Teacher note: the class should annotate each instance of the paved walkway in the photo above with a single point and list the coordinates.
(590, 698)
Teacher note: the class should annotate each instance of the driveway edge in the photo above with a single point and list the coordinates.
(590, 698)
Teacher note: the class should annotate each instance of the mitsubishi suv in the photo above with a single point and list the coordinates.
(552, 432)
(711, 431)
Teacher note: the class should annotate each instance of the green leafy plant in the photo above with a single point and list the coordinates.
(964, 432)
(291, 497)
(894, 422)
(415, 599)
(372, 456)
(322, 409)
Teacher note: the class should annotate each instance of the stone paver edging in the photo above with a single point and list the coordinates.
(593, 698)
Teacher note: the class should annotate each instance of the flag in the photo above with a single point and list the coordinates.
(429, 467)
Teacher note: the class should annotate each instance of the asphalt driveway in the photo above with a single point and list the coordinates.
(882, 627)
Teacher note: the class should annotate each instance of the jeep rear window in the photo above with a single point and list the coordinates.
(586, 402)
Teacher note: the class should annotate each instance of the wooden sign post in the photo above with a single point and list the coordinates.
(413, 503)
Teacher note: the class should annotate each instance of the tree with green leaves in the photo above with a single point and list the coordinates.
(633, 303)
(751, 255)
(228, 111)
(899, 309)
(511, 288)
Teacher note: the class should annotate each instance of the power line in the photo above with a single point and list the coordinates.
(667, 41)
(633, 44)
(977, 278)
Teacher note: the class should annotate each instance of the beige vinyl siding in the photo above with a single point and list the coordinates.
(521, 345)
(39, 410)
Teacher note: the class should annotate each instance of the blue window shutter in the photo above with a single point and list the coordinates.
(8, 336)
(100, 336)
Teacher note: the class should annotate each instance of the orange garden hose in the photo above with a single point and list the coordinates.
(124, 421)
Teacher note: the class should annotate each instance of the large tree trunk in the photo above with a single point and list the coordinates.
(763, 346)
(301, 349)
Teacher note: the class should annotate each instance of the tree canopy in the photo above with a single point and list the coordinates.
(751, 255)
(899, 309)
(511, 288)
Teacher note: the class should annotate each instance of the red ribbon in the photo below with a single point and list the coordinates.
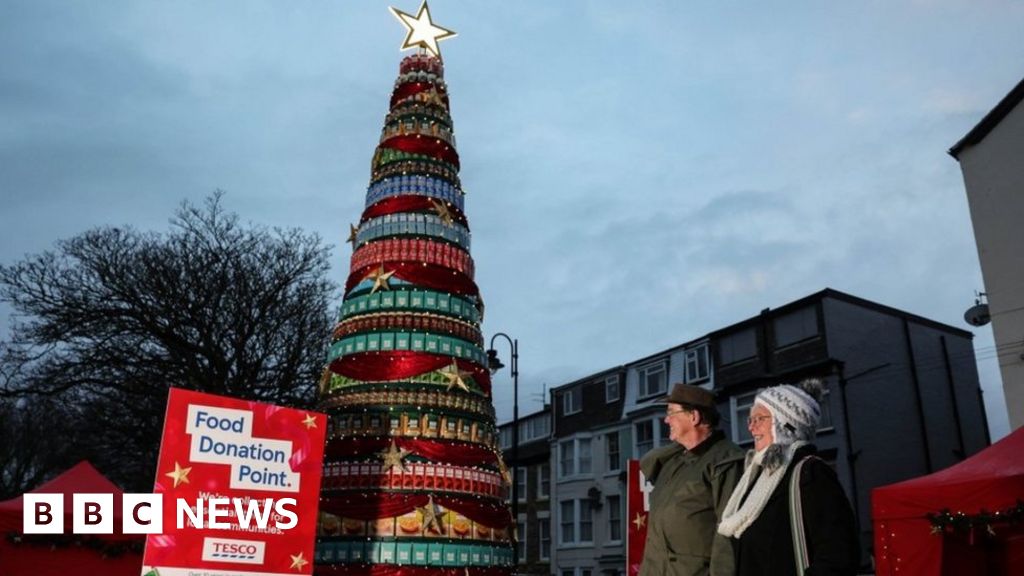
(449, 452)
(410, 203)
(373, 505)
(426, 276)
(412, 88)
(398, 365)
(427, 146)
(409, 321)
(421, 250)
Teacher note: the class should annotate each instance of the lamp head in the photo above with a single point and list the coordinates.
(494, 363)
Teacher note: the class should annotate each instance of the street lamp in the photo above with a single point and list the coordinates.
(495, 364)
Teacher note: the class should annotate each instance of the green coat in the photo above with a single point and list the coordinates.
(690, 491)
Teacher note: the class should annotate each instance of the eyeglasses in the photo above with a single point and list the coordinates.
(755, 420)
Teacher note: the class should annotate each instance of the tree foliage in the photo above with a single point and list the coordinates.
(113, 317)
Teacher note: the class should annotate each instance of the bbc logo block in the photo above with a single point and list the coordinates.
(92, 513)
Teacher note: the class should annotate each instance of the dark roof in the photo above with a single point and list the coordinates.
(990, 120)
(832, 293)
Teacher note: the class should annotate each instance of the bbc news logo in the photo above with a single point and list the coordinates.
(143, 513)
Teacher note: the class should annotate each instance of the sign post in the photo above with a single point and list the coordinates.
(637, 504)
(240, 483)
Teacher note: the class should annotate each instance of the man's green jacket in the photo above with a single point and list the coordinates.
(691, 488)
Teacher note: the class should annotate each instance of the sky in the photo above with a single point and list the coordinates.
(637, 174)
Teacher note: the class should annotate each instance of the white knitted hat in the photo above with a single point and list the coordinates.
(795, 410)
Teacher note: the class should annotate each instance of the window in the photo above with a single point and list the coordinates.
(571, 401)
(544, 531)
(566, 462)
(740, 411)
(796, 326)
(614, 519)
(583, 448)
(520, 543)
(645, 437)
(543, 481)
(586, 521)
(577, 521)
(735, 347)
(611, 388)
(664, 433)
(696, 364)
(566, 519)
(613, 453)
(520, 483)
(653, 379)
(537, 427)
(574, 457)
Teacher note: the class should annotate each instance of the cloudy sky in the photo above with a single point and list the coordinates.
(637, 173)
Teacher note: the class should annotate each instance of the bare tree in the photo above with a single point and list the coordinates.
(113, 317)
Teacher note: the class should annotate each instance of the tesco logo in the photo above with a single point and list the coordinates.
(223, 549)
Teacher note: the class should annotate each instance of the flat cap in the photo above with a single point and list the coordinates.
(691, 396)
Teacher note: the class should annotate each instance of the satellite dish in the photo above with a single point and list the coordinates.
(977, 315)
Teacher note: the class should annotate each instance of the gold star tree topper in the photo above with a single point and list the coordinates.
(422, 31)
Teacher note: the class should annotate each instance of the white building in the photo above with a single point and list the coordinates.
━━━━━━━━━━━━━━━━
## [TASK STATEMENT]
Copy out all the records exactly, excluding pictures.

## [SOLUTION FOR THIS TASK]
Teacher note: the class should annotate each instance of the paved walkway in the photo above with a single point and list the coordinates.
(590, 698)
Teacher note: the class should annotate each instance of the driveway edge in the photo above with a single point and list the coordinates.
(590, 698)
Teacher note: the class should annotate each instance of the mitsubishi suv in the photo above with a single point and list the coordinates.
(552, 432)
(711, 431)
Teacher note: the class should annotate each instance of the green leafy plant in the photo above with a single point and list the coordinates.
(964, 432)
(291, 497)
(894, 422)
(415, 599)
(372, 456)
(322, 409)
Teacher note: the class should annotate each instance of the stone paver edging in the photo above with a single point and list the coordinates.
(593, 698)
Teacher note: the class should annotate each instance of the flag in the photo above with a single point and list the coordinates.
(429, 467)
Teacher note: the class should annotate each instance of the asphalt driveway in the photo above with a single point and list the coordinates.
(882, 627)
Teacher note: the class should annotate each instance of the jeep rear window in the photo above with a single point and list the coordinates.
(586, 402)
Teacher note: the class should annotate each instance of the wooden sign post in the photo above with a single point and list the coordinates.
(413, 503)
Teacher note: the class should annotate each instance of the tree with green leaves in the photo above with a single point and list the coordinates.
(633, 303)
(751, 255)
(228, 111)
(899, 309)
(511, 288)
Teacher note: the class should annotate each instance of the power line in the photo above with a single point and list the coordinates.
(667, 41)
(633, 44)
(977, 278)
Teacher note: the class should annotate each instance of the beige vinyl siding in the photo above with a single point and list the coordinates.
(521, 345)
(39, 410)
Teacher note: the class should annotate each instance of the blue window shutter in the photo above with a single point and list the coordinates.
(8, 336)
(100, 336)
Teacher note: the class should annotate each instance of the orange garden hose in the photo above with a single point and list the coordinates.
(124, 421)
Teacher note: the class should annotate each instance of the large tree trunk in the photo above with a single point and list the coordinates.
(763, 346)
(301, 349)
Teacher note: the class should annotate each instance of the tree canopy in the photo above with a single point and list the coordinates.
(751, 255)
(899, 309)
(511, 288)
Teacher note: the class should annotate each instance of the red ribbon in the photo below with a single point and list the coordinates.
(449, 452)
(410, 203)
(373, 505)
(426, 276)
(412, 88)
(398, 365)
(427, 146)
(409, 321)
(421, 250)
Teacher note: the class should annotate each instance of the lamp head in the photo above with a single point and list the coordinates.
(494, 363)
Teacher note: the class should annotate each instance of the street lamp in the photo above with a single point and list the coordinates.
(495, 364)
Teacher note: the class should annotate each instance of the green coat in the photo above with a single point and list the coordinates.
(690, 491)
Teacher note: the class should annotate each instance of the eyeglasses in the photo above with a single point and list the coordinates.
(755, 420)
Teacher note: the class should annotate each instance of the tree foliage in the photo above with a single point and list the coordinates.
(113, 317)
Teacher note: the class should annotate each instance of the bbc logo block in the photo above with a single point and list the coordinates.
(92, 513)
Teacher note: the class should annotate each instance of the dark roof in the photo above with a single point and list the coordinates.
(990, 120)
(832, 293)
Teacher note: the class should annotate each instance of the bbc news logo in the photo above with a single point and list the coordinates.
(143, 513)
Teacher note: the class should annotate each instance of the sign post in the photo above with a single point and list the coordinates.
(637, 504)
(240, 483)
Teacher note: the class should annotate each instance of the man's green jacket in the photo above with a single point and list the coordinates.
(691, 488)
Teacher note: the class should annotate each instance of the sky in the photo above with a single point and list the coordinates.
(637, 174)
Teacher note: the class should annotate each instance of the white knitted hat in the photo above with a single point and list the coordinates.
(795, 410)
Teacher note: the class should annotate each instance of the window in the photo above with a single point and list the coordinates.
(571, 401)
(544, 531)
(566, 462)
(740, 411)
(796, 326)
(614, 519)
(583, 448)
(520, 543)
(645, 437)
(543, 481)
(586, 521)
(577, 521)
(735, 347)
(611, 388)
(664, 433)
(696, 364)
(566, 519)
(613, 453)
(520, 483)
(653, 379)
(537, 427)
(574, 457)
Teacher note: the class should annotate each instance of the cloudy sky in the photo above with a single point and list the coordinates.
(637, 173)
Teacher note: the class should annotate each instance of the bare tree in the photo above with a single point and list the coordinates.
(113, 317)
Teacher note: the class should annotate each instance of the tesco logo in the photo above with a single point and list the coordinates.
(223, 549)
Teacher note: the class should annotate each instance of the flat cap in the photo above with a single point and list the coordinates.
(691, 396)
Teacher note: the class should annotate each instance of the satellite dish in the photo above with a single point and list the coordinates.
(977, 315)
Teacher note: the class should annotate each instance of the gold star tree topper in the photo above with a single point and list the coordinates.
(422, 31)
Teacher note: the class should annotate each instance of the white building in the photo above with a single point and list the coordinates.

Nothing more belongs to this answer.